*INFORMATION SUPPLIED*
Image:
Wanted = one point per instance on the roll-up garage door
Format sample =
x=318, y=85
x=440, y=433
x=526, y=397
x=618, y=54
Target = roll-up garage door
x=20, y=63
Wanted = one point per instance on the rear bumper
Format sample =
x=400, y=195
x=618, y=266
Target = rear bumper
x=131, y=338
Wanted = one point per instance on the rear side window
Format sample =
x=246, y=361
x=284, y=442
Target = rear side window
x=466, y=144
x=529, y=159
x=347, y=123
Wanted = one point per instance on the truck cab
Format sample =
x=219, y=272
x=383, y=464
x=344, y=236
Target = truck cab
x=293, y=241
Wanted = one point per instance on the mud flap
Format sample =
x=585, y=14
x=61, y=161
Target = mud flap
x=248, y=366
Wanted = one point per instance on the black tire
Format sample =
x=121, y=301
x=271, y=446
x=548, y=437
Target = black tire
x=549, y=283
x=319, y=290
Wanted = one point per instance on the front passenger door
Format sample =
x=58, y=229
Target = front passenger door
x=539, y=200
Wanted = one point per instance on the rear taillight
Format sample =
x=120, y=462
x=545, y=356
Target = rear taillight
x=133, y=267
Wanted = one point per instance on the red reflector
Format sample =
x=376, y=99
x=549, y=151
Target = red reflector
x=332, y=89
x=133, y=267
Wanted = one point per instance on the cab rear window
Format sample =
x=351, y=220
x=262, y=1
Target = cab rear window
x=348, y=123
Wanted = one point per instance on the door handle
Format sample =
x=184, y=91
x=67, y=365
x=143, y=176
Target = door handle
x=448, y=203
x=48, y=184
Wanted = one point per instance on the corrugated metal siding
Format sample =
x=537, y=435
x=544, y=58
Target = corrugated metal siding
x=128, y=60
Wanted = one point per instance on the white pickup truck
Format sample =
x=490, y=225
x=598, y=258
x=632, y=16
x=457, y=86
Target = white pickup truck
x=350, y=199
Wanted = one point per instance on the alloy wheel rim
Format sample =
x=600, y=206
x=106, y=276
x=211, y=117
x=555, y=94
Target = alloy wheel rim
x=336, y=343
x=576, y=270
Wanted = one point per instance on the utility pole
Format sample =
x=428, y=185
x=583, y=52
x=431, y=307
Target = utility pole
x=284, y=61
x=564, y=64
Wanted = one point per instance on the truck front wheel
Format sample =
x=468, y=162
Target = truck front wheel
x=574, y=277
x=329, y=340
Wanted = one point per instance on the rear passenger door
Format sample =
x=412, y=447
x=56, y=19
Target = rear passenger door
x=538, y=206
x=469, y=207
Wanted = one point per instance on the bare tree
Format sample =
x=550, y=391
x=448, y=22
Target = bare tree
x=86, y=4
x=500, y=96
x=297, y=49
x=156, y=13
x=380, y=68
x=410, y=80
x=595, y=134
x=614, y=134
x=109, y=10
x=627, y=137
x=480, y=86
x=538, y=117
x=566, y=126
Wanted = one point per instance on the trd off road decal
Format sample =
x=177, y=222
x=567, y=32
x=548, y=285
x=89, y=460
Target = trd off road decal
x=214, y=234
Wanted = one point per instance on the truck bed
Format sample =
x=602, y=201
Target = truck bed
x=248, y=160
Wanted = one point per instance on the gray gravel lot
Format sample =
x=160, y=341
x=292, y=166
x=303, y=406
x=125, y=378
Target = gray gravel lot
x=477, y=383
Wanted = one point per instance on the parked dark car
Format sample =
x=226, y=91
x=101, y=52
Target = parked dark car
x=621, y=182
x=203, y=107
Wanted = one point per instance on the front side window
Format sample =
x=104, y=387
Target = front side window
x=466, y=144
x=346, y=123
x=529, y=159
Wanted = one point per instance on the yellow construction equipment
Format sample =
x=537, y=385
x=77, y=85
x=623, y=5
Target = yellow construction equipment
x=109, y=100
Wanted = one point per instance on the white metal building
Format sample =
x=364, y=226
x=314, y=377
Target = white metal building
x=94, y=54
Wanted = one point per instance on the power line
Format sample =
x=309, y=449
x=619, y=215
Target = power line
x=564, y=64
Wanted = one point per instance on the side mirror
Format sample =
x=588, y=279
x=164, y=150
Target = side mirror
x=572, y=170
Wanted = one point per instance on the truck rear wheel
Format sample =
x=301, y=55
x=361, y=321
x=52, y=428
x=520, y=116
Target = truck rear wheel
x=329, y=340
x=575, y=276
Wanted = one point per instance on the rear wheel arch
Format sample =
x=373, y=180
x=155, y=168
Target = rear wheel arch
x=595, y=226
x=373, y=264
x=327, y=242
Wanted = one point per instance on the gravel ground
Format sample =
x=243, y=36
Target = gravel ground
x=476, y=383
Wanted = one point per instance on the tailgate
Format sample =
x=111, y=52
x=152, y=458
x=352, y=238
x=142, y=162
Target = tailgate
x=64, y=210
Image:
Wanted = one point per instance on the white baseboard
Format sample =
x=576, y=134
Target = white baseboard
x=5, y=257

*AIM*
Copy out every one of the lines above again, word for word and in the same order.

*CORRECT ANSWER*
Image:
Wanted = one point per instance on the roll-up garage door
Format sample =
x=318, y=85
x=440, y=433
x=526, y=397
x=618, y=54
Target = roll-up garage door
x=20, y=63
Wanted = one point per instance on the rear bumper
Format sample =
x=400, y=195
x=618, y=266
Target = rear bumper
x=131, y=338
Wanted = one point per instance on the rear side window
Format sample =
x=246, y=361
x=284, y=442
Target = rear side window
x=466, y=144
x=529, y=159
x=347, y=123
Wanted = one point per instance on the truck cab
Format sample =
x=219, y=272
x=383, y=464
x=344, y=236
Target = truck cab
x=293, y=241
Wanted = one point per instance on the mud flap
Format sample =
x=585, y=14
x=61, y=161
Target = mud flap
x=248, y=366
Wanted = one point per instance on the black tire
Format sample =
x=121, y=301
x=271, y=446
x=548, y=437
Target = black tire
x=549, y=283
x=319, y=290
Wanted = one point per instance on the front passenger door
Format sample =
x=58, y=229
Target = front passenger door
x=539, y=200
Wanted = one point per instance on the rear taillight
Format sample =
x=120, y=462
x=545, y=356
Target = rear taillight
x=133, y=267
Wanted = one point per instance on the red reflector
Format sample =
x=376, y=99
x=549, y=151
Target = red reflector
x=332, y=89
x=133, y=267
Wanted = one point per instance on the cab rear window
Format sample =
x=351, y=220
x=262, y=1
Target = cab rear window
x=348, y=123
Wanted = one point per instance on the door handle
Format sample =
x=184, y=91
x=67, y=365
x=143, y=176
Target = door handle
x=448, y=203
x=48, y=184
Wanted = one point per instance on the corrugated metal siding
Format sample =
x=537, y=435
x=544, y=58
Target = corrugated metal siding
x=128, y=60
Wanted = one point per instance on the white pickup truck
Format sample =
x=490, y=225
x=598, y=258
x=632, y=16
x=457, y=86
Target = white pickup truck
x=350, y=199
Wanted = one point per instance on the alloy wheel rim
Format sample =
x=600, y=206
x=106, y=276
x=211, y=117
x=555, y=94
Target = alloy wheel rim
x=336, y=343
x=576, y=270
Wanted = one point per instance on the utility pole
Format sample =
x=428, y=185
x=583, y=52
x=431, y=307
Target = utility pole
x=284, y=61
x=564, y=64
Wanted = one point per instance on the truck front wheel
Format sample =
x=468, y=162
Target = truck front wheel
x=574, y=277
x=329, y=340
Wanted = one point per instance on the rear passenger door
Format sample =
x=412, y=447
x=56, y=19
Target = rear passenger door
x=538, y=206
x=469, y=207
Wanted = one point per instance on the bare tree
Format sample =
x=550, y=391
x=448, y=22
Target = bare tree
x=86, y=4
x=500, y=96
x=297, y=49
x=156, y=13
x=380, y=68
x=410, y=80
x=595, y=134
x=614, y=134
x=109, y=10
x=627, y=137
x=480, y=86
x=538, y=117
x=566, y=126
Wanted = one point per instance on the trd off road decal
Format sample =
x=177, y=222
x=567, y=32
x=548, y=285
x=89, y=460
Target = trd off road decal
x=214, y=234
Wanted = one point per instance on the truck bed
Format sample =
x=602, y=201
Target = truck bed
x=248, y=160
Wanted = one point per instance on the gray gravel lot
Format sample =
x=160, y=341
x=292, y=166
x=303, y=406
x=125, y=378
Target = gray gravel lot
x=477, y=383
Wanted = one point per instance on the parked dark car
Format sample =
x=226, y=91
x=101, y=52
Target = parked dark car
x=621, y=182
x=203, y=107
Wanted = one point per instance on the front side window
Format sample =
x=104, y=387
Target = front side window
x=466, y=144
x=346, y=123
x=529, y=159
Wanted = one point per instance on the yellow construction equipment
Format sample =
x=537, y=385
x=77, y=85
x=623, y=5
Target = yellow construction equipment
x=109, y=100
Wanted = one point per instance on the white metal building
Format sample =
x=364, y=226
x=314, y=377
Target = white metal building
x=94, y=54
Wanted = one point per instance on the power line
Format sample =
x=309, y=449
x=619, y=215
Target = power line
x=564, y=64
Wanted = one point per instance on the side mirror
Format sample =
x=588, y=279
x=164, y=150
Target = side mirror
x=572, y=170
Wanted = one point per instance on the truck rear wheel
Format sample =
x=301, y=55
x=361, y=321
x=52, y=428
x=520, y=116
Target = truck rear wheel
x=329, y=340
x=575, y=276
Wanted = one point per instance on the rear wheel arch
Format sample =
x=373, y=180
x=155, y=168
Target = rear wheel arch
x=595, y=226
x=373, y=264
x=327, y=242
Wanted = one point per instance on the gravel ground
Format sample =
x=243, y=36
Target = gravel ground
x=476, y=383
Wanted = one point per instance on the tailgate
Format sample =
x=111, y=52
x=152, y=458
x=352, y=238
x=142, y=162
Target = tailgate
x=64, y=210
Image:
Wanted = one point per instance on the white baseboard
Format sample =
x=576, y=134
Target = white baseboard
x=5, y=257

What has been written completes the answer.